Aim of the task — Retype the listing below line for line, with every character unchanged.

Data to process —

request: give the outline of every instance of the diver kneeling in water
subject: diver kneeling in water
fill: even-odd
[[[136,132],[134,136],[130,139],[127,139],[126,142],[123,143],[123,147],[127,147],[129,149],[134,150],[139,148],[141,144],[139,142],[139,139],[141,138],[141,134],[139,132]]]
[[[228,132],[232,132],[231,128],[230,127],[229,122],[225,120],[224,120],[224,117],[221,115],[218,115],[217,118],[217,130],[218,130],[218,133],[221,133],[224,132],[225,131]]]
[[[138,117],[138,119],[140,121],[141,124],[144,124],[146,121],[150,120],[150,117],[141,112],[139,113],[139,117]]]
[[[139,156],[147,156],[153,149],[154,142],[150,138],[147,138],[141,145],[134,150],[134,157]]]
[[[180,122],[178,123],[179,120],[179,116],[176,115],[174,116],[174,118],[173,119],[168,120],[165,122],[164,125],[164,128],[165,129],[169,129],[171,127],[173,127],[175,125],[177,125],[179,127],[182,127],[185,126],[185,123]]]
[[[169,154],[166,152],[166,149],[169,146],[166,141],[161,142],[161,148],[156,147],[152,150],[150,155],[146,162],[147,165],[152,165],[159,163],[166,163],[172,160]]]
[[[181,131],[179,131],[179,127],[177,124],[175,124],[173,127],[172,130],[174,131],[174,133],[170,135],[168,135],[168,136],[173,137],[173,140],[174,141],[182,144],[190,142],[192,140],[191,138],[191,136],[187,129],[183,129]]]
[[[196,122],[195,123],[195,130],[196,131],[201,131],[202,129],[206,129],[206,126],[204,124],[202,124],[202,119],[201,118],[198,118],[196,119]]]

Written solution —
request: give the outline of every instance of the diver kneeling in water
subject: diver kneeling in water
fill: even-odd
[[[136,132],[134,136],[130,139],[127,139],[126,142],[123,143],[123,147],[127,147],[129,149],[134,150],[139,148],[141,144],[139,142],[139,139],[141,138],[141,134],[139,132]]]
[[[228,132],[232,132],[231,128],[230,127],[229,122],[225,120],[224,120],[224,117],[221,115],[218,115],[217,118],[217,130],[218,130],[218,133],[221,133],[224,132],[225,131]]]
[[[138,117],[138,119],[140,121],[141,124],[144,124],[146,121],[150,120],[150,117],[141,112],[139,113],[139,117]]]
[[[139,156],[147,156],[153,149],[154,142],[150,138],[147,138],[141,145],[134,150],[134,157]]]
[[[180,122],[178,123],[179,120],[179,116],[176,115],[174,116],[174,118],[173,119],[168,120],[165,122],[164,125],[164,128],[165,129],[169,129],[171,127],[173,127],[175,125],[177,125],[179,127],[182,127],[185,126],[185,123]]]
[[[169,154],[166,152],[166,149],[169,146],[166,141],[161,142],[161,148],[156,147],[152,150],[150,155],[146,162],[147,165],[152,165],[159,163],[166,163],[172,160]]]
[[[181,131],[179,131],[179,127],[177,124],[175,124],[173,127],[172,130],[174,131],[174,133],[170,135],[168,135],[168,136],[173,137],[173,140],[174,141],[182,144],[190,142],[192,140],[191,138],[191,136],[187,129],[183,129]]]
[[[196,122],[195,123],[195,130],[196,131],[201,131],[202,129],[206,129],[206,126],[204,124],[202,124],[202,119],[201,118],[198,118],[196,119]]]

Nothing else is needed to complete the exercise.